**Required work**.
**1)** List every abbreviation in the power-system extract whose full form is spelled out alongside it, giving each with its full form.
**2)** According to the power-system extract, what horizon does the DOS problem have for the Brazilian national independent system operator?

**Extract**.
Other situations can cause the reduction of wind power generation in power systems with a significant number of wind farms. In addition to that, this paper explores the effect of Distributed Generation (DG) on the load demand curve and the ramp rate of the thermal power generation.
To reduce such a problem and improve power grid operation, the works of [4,5,6,7] apply BESS as an option. In this paper, the main application of BESS is to provide an energy time-shift in DOS.
With several sources in a complex power system, the DOS aims to establish a daily generation of each source to attend the load demand optimally and safely for each hour of the day, always for the next day. Furthermore, for the Brazilian national independent system operator, the DOS is a short-term problem with a horizon of up to 2 weeks, with hourly discretization. In this case, more details about the power system are provided, such as, for example, the constraints related to the generating machines and the electric grid, allowing greater reproducibility of the operation by the agents. Plus, the DOS problem can be represented by the DC optimal power flow (DCOPF) problem to explore properties of the real problem, as seen in [8].
This work is justified as a result of progressive energy market deregulation in some countries with a significant number of wind power plants (WPPs) in HTWP systems and continental-size, like Brazil. In this scenario, it is expected that the energy pricing policy is the main target, as seen in [9,10,11,12]. Then, an economic signal that should be applied to the day-ahead electricity market is the Locational Marginal Pricing (LMP). This signal is determined by the iteration between the source and the load demand, to get the supply of the cheapest energy source, considering losses and congestion of the transmission grid.
However, for HTWP systems, wind and photovoltaic electricity generation are rarely assessed for economic reasons or as a decision variable for the DCOPF problem, as seen in [13,14,15,16,17,18]. Therefore, this work considers the pricing in the DOS of HTWP systems with the wind and photovoltaic power generation as being variables of the problem and they are modeled with zero-cost. In addition to that, an analysis of the BESS effect to reduce the total operation cost and the WPC is proposed. Plus, the modeling of the DOS problem allows a partial supply of WPP (with power curtailment) due to the safe operation requirements [19,20,21].

**Object position labeling entries**.
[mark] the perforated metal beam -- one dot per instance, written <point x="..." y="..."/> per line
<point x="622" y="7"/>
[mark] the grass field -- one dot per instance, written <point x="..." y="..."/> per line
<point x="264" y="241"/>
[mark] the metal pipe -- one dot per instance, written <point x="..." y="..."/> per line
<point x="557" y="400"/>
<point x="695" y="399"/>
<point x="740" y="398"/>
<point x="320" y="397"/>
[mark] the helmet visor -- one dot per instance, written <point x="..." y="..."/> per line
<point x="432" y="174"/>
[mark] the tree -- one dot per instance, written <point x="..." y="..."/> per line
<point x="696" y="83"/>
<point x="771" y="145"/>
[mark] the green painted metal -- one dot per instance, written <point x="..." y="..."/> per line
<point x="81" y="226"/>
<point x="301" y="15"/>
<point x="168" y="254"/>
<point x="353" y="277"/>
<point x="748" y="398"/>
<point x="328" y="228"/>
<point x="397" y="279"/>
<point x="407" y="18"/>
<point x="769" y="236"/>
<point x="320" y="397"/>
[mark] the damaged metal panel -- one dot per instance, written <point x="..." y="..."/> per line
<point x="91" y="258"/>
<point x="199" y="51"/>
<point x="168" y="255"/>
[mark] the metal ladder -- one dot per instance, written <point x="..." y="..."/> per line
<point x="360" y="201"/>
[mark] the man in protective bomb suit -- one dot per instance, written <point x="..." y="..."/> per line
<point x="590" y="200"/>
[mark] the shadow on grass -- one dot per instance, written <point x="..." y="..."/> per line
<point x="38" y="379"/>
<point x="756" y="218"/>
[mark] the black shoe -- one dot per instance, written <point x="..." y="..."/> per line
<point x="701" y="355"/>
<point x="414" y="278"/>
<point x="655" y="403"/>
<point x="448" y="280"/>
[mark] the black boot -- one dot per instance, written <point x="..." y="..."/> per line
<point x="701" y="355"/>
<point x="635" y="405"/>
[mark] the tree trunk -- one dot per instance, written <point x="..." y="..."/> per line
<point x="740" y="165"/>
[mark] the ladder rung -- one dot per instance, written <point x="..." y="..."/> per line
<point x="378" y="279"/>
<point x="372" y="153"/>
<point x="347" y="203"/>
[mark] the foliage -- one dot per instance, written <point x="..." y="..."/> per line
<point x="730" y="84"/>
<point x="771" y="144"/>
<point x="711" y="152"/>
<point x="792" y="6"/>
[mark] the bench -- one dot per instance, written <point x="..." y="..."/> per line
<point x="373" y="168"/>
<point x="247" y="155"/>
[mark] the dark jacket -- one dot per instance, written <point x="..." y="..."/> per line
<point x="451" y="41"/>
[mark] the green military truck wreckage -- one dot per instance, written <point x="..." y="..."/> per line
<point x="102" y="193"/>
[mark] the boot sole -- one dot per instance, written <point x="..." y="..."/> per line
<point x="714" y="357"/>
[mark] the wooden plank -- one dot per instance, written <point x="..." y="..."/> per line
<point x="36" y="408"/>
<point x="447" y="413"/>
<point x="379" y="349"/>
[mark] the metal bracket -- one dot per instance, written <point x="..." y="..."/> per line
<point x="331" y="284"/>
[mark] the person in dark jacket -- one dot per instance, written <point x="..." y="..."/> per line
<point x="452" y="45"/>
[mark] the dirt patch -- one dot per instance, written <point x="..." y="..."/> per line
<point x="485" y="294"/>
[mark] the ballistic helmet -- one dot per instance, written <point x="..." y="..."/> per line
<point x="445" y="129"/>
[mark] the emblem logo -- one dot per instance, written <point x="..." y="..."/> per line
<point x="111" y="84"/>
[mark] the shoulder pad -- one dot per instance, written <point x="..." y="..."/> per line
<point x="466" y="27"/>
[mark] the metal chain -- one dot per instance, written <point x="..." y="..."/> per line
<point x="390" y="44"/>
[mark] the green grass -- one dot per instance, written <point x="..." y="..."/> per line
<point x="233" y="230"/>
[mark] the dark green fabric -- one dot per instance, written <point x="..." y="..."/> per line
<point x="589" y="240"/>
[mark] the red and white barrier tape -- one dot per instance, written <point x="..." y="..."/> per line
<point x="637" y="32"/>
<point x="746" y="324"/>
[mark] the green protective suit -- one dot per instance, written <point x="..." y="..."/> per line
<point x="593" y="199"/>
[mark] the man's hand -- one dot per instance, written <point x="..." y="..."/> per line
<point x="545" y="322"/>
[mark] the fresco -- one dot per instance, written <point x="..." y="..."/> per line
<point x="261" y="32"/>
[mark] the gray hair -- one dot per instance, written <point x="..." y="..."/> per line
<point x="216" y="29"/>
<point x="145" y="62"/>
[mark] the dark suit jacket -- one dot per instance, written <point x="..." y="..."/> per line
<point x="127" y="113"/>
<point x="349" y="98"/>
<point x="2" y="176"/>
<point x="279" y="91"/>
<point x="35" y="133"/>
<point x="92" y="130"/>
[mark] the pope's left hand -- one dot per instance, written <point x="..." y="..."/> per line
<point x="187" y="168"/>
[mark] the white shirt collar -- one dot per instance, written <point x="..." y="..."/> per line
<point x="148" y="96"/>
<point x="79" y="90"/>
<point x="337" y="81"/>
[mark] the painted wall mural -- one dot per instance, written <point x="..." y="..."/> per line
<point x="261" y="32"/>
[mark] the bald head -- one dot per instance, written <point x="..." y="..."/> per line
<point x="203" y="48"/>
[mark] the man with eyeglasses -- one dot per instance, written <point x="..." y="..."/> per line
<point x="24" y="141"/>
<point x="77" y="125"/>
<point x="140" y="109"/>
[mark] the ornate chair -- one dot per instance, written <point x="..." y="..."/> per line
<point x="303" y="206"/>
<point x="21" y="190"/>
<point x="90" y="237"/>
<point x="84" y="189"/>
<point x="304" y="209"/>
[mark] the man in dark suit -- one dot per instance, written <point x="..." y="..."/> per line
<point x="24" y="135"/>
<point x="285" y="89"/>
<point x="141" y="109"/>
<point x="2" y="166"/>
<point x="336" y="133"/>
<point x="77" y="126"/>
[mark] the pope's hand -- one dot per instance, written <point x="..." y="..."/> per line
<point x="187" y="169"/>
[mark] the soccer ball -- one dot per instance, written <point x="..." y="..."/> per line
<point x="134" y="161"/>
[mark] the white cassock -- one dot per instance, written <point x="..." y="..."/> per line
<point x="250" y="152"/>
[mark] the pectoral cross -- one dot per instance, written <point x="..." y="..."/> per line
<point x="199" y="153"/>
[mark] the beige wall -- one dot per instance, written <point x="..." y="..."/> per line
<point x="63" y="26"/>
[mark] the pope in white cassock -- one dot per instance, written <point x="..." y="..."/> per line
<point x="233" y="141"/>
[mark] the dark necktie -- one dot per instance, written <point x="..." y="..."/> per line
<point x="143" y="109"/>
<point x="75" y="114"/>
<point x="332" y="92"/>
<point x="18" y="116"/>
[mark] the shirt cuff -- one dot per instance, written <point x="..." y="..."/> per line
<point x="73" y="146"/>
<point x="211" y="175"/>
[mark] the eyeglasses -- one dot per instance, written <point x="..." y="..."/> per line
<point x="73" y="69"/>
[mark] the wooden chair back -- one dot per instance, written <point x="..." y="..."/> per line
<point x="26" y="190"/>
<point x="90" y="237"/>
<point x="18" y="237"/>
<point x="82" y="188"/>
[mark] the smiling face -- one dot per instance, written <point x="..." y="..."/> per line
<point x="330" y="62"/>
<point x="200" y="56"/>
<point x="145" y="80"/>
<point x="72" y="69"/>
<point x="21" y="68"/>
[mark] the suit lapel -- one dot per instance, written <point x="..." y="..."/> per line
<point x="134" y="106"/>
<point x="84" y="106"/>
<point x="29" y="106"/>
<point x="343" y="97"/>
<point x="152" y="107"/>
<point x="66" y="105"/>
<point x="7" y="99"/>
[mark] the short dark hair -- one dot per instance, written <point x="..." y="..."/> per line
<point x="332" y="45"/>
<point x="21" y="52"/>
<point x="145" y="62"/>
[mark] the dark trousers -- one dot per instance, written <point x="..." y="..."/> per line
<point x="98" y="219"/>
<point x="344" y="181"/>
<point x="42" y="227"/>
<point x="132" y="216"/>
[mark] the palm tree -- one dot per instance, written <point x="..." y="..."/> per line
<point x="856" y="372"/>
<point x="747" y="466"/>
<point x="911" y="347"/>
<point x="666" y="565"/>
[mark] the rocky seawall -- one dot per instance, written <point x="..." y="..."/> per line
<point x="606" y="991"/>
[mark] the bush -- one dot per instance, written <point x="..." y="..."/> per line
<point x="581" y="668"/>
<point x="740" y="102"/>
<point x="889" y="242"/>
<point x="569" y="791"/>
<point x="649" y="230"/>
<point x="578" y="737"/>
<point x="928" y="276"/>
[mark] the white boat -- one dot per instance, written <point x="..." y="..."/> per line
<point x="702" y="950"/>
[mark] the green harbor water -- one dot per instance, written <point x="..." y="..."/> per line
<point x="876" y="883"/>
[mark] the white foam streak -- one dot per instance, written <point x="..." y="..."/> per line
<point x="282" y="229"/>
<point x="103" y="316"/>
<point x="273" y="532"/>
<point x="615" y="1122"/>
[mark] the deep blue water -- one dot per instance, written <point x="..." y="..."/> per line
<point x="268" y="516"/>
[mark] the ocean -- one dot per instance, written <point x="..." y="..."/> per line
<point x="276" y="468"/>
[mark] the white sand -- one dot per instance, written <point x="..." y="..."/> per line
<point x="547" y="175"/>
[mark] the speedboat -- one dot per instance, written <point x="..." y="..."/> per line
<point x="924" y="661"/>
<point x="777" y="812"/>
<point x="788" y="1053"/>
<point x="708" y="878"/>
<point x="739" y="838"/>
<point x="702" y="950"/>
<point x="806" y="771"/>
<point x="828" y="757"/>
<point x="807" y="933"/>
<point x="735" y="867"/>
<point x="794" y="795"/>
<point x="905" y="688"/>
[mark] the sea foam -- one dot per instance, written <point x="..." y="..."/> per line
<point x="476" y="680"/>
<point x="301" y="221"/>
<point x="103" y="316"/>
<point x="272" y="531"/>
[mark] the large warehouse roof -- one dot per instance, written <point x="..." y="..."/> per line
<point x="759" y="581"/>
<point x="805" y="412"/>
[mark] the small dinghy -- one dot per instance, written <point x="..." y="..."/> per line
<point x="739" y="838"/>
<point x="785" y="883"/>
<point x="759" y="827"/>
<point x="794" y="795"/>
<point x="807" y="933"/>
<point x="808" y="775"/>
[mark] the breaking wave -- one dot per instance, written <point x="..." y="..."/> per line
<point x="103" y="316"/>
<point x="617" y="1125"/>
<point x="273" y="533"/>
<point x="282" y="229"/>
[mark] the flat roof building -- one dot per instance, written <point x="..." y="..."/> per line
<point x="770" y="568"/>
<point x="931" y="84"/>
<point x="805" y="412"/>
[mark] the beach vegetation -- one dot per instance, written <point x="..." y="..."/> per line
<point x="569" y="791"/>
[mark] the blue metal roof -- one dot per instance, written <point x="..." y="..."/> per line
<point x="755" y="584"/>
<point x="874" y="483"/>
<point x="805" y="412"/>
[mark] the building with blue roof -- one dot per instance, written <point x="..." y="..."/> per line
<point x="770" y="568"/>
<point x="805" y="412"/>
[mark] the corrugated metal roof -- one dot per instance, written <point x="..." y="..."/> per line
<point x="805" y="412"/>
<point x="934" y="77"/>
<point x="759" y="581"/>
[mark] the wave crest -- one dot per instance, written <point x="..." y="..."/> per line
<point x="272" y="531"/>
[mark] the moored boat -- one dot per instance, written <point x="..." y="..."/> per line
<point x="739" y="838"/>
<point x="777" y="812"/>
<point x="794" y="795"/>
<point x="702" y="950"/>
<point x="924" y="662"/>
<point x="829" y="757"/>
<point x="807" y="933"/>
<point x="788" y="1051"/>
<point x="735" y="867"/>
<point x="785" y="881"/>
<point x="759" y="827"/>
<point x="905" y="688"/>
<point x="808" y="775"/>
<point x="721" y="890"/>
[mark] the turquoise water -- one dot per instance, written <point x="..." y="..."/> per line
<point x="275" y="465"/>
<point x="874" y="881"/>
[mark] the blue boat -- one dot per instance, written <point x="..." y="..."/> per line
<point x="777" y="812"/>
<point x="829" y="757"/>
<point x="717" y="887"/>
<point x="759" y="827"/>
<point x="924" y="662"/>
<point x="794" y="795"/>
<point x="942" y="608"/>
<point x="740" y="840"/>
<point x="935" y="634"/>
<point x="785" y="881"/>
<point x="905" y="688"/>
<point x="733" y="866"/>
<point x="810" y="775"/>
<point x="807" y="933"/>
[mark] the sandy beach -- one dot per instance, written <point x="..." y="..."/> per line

**Expected answers**.
**1)**
DG: Distributed Generation
DCOPF: DC optimal power flow
WPPs: wind power plants
LMP: Locational Marginal Pricing

**2)** It is a short-term problem with a horizon of up to 2 weeks and hourly discretization.